## start Entries

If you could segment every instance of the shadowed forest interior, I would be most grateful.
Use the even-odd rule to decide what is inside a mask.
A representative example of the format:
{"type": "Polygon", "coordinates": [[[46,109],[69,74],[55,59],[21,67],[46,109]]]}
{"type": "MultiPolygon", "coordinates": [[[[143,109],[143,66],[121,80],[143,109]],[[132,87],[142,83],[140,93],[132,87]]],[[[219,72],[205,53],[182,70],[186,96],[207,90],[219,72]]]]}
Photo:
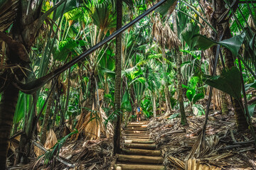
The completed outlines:
{"type": "Polygon", "coordinates": [[[1,0],[0,169],[256,169],[256,1],[1,0]]]}

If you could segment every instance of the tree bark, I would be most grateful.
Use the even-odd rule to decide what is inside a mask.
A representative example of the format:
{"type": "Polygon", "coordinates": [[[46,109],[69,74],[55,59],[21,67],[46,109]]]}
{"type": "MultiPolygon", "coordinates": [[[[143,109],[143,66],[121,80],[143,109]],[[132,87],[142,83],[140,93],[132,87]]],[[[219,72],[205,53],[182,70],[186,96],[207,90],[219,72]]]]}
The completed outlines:
{"type": "Polygon", "coordinates": [[[156,94],[154,92],[152,92],[153,96],[153,114],[154,118],[156,117],[156,94]]]}
{"type": "MultiPolygon", "coordinates": [[[[117,30],[122,27],[122,0],[117,1],[117,30]]],[[[117,112],[117,121],[114,131],[114,154],[120,153],[121,132],[121,83],[122,83],[122,34],[116,38],[115,80],[114,80],[114,111],[117,112]]]]}
{"type": "Polygon", "coordinates": [[[0,103],[0,169],[6,169],[8,138],[10,137],[18,90],[10,84],[4,91],[0,103]]]}
{"type": "Polygon", "coordinates": [[[181,123],[183,125],[188,124],[185,109],[184,109],[184,103],[183,103],[183,89],[181,84],[181,54],[178,50],[176,51],[177,55],[177,81],[178,81],[178,101],[180,106],[180,111],[181,111],[181,123]]]}
{"type": "MultiPolygon", "coordinates": [[[[54,88],[54,87],[53,87],[54,88]]],[[[54,94],[54,89],[53,92],[50,94],[48,102],[47,103],[47,108],[46,111],[43,118],[43,128],[42,128],[42,132],[41,135],[40,141],[41,144],[44,144],[46,140],[46,133],[47,133],[47,128],[49,124],[49,118],[50,118],[50,114],[51,112],[51,106],[53,101],[53,94],[54,94]]]]}
{"type": "Polygon", "coordinates": [[[161,91],[159,91],[159,115],[161,115],[162,98],[161,98],[161,91]]]}
{"type": "MultiPolygon", "coordinates": [[[[215,21],[226,10],[225,7],[225,2],[222,0],[217,0],[215,4],[215,11],[218,13],[215,16],[215,21]]],[[[218,23],[216,22],[216,27],[218,30],[218,37],[223,35],[223,40],[230,38],[231,33],[229,28],[228,21],[223,23],[218,23]]],[[[227,48],[223,49],[223,55],[225,56],[225,64],[228,69],[231,69],[235,66],[234,60],[231,52],[227,48]]],[[[248,124],[244,113],[244,109],[242,103],[242,96],[239,99],[233,98],[233,107],[235,110],[235,116],[236,119],[236,125],[238,129],[248,128],[248,124]]]]}
{"type": "Polygon", "coordinates": [[[164,94],[165,94],[166,108],[167,108],[166,114],[167,115],[167,114],[171,113],[171,100],[170,100],[170,92],[169,92],[169,87],[168,87],[167,84],[166,84],[164,86],[164,94]]]}

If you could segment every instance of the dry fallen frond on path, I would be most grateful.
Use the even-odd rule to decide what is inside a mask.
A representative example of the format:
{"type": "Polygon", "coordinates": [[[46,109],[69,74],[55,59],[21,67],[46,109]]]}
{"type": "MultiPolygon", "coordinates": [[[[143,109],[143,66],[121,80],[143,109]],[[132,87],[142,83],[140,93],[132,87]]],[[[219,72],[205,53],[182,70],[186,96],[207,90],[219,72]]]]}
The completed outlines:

## end Entries

* [Task goal]:
Give every line of the records above as a numbered list, skipping blank lines and leaving out the pictures.

* [Task solution]:
1. If you could segment every instance of the shadowed forest interior, I would be most grateful.
2. Use the even-odd rule to decide what is inside a mask.
3. A representative example of the format:
4. {"type": "Polygon", "coordinates": [[[46,109],[69,74],[55,59],[21,67],[46,109]]]}
5. {"type": "MultiPolygon", "coordinates": [[[[143,109],[143,66],[121,80],[143,109]],[[132,87],[142,83],[140,93],[132,87]]],[[[219,72],[205,53],[182,70],[186,96],[207,90],[219,72]]]]}
6. Photo:
7. The completed outlines:
8. {"type": "Polygon", "coordinates": [[[1,0],[0,169],[256,169],[256,1],[1,0]]]}
9. If you could segment every instance of the tree bark, I would be most grateful.
10. Use the even-odd rule to decide what is inside a mask.
11. A representative example of the format:
12. {"type": "Polygon", "coordinates": [[[46,109],[69,74],[55,59],[21,67],[46,109]]]}
13. {"type": "MultiPolygon", "coordinates": [[[[143,109],[143,66],[121,80],[143,109]],[[132,87],[142,83],[140,93],[132,87]]],[[[219,72],[205,53],[182,70],[186,96],[207,90],[219,72]]]]}
14. The completed outlines:
15. {"type": "Polygon", "coordinates": [[[156,94],[154,92],[152,92],[153,96],[153,114],[154,118],[156,117],[156,94]]]}
16. {"type": "MultiPolygon", "coordinates": [[[[117,30],[122,27],[122,0],[117,1],[117,30]]],[[[117,112],[117,121],[114,131],[114,154],[120,153],[121,132],[121,83],[122,83],[122,34],[116,38],[115,80],[114,80],[114,111],[117,112]]]]}
17. {"type": "Polygon", "coordinates": [[[0,103],[0,169],[6,169],[8,138],[10,137],[18,90],[10,84],[4,91],[0,103]]]}
18. {"type": "Polygon", "coordinates": [[[181,123],[183,125],[188,124],[185,109],[184,109],[184,103],[183,103],[183,89],[181,84],[181,54],[178,50],[176,51],[177,55],[177,81],[178,81],[178,101],[180,106],[180,111],[181,111],[181,123]]]}
19. {"type": "MultiPolygon", "coordinates": [[[[54,88],[54,87],[53,87],[54,88]]],[[[54,94],[54,89],[53,92],[50,94],[48,102],[47,103],[47,108],[46,111],[43,118],[43,128],[42,128],[42,132],[41,135],[40,141],[41,144],[44,144],[46,140],[46,133],[47,133],[47,128],[49,124],[49,118],[50,118],[50,114],[51,112],[51,106],[53,101],[53,94],[54,94]]]]}
20. {"type": "Polygon", "coordinates": [[[161,91],[159,91],[159,115],[161,115],[162,98],[161,98],[161,91]]]}
21. {"type": "MultiPolygon", "coordinates": [[[[215,21],[226,10],[225,7],[225,2],[222,0],[217,0],[215,4],[215,11],[218,13],[215,16],[215,21]]],[[[218,23],[216,22],[216,27],[218,30],[218,37],[223,35],[223,40],[230,38],[231,33],[229,28],[228,21],[223,23],[218,23]]],[[[227,48],[223,49],[223,55],[225,56],[225,64],[228,69],[231,69],[235,66],[234,60],[231,52],[227,48]]],[[[248,124],[244,113],[244,109],[242,103],[242,96],[239,99],[233,98],[233,107],[235,110],[235,116],[236,119],[236,125],[238,129],[248,128],[248,124]]]]}
22. {"type": "Polygon", "coordinates": [[[164,94],[165,94],[166,108],[167,108],[166,114],[167,115],[167,114],[171,113],[171,100],[170,100],[170,92],[169,92],[169,87],[168,87],[167,84],[166,84],[164,86],[164,94]]]}
23. If you could segment every instance of the dry fallen frond on path, I would be most grateful.
24. Use the even-odd rule to decide what is inside a mask.
25. A representative example of the format:
26. {"type": "Polygon", "coordinates": [[[46,109],[69,74],[55,59],[21,67],[46,109]]]}
27. {"type": "MultiPolygon", "coordinates": [[[[143,109],[143,66],[121,80],[143,109]],[[132,87],[142,83],[140,93],[132,87]]],[[[219,72],[205,53],[182,70],[186,96],[207,90],[219,72]]]]}
28. The completed outlines:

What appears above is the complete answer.